[Opening Material for this task section]
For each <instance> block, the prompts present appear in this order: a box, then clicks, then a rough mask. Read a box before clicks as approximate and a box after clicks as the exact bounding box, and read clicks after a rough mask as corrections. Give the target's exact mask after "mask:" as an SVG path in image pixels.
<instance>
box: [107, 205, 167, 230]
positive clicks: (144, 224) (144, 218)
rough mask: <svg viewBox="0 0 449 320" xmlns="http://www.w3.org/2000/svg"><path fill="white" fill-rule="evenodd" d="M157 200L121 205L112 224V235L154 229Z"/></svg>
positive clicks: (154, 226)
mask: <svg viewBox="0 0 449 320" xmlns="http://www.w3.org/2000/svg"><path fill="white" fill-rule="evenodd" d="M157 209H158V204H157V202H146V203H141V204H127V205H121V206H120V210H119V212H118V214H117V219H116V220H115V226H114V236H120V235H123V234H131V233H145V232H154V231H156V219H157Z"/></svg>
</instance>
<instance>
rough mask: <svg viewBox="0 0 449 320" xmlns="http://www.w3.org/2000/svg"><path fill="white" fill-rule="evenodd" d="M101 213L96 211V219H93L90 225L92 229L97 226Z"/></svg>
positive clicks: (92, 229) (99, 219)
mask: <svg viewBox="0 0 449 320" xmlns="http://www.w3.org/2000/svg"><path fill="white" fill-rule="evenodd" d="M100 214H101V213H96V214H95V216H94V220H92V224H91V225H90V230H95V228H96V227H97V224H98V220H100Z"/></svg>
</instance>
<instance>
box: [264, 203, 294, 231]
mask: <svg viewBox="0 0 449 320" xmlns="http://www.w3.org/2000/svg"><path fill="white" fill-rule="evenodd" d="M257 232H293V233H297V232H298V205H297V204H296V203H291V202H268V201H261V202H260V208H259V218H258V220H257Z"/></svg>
[Closing Material for this task section]
Convert the stretch from the start of the data through the line containing "positive clicks: (154, 226)", both ends included, into a Markdown table with the columns No. and Line, one row per line and blank lines omitted.

Answer to this problem:
| No. | Line |
|---|---|
| 1 | For each <instance> block, the prompts present appear in this order: a box, then clicks, then a rough mask. Read a box before clicks as approximate and a box after clicks as the exact bounding box, and read clicks after a rough mask as corrections. Give the target's exact mask after "mask:" as an SVG path in image pixels. |
| 2 | <instance> |
| 3 | box: [107, 205, 167, 230] |
| 4 | positive clicks: (144, 224) (144, 218) |
| 5 | rough mask: <svg viewBox="0 0 449 320" xmlns="http://www.w3.org/2000/svg"><path fill="white" fill-rule="evenodd" d="M157 200L121 205L112 224V235L154 229Z"/></svg> |
| 6 | positive clicks: (154, 226) |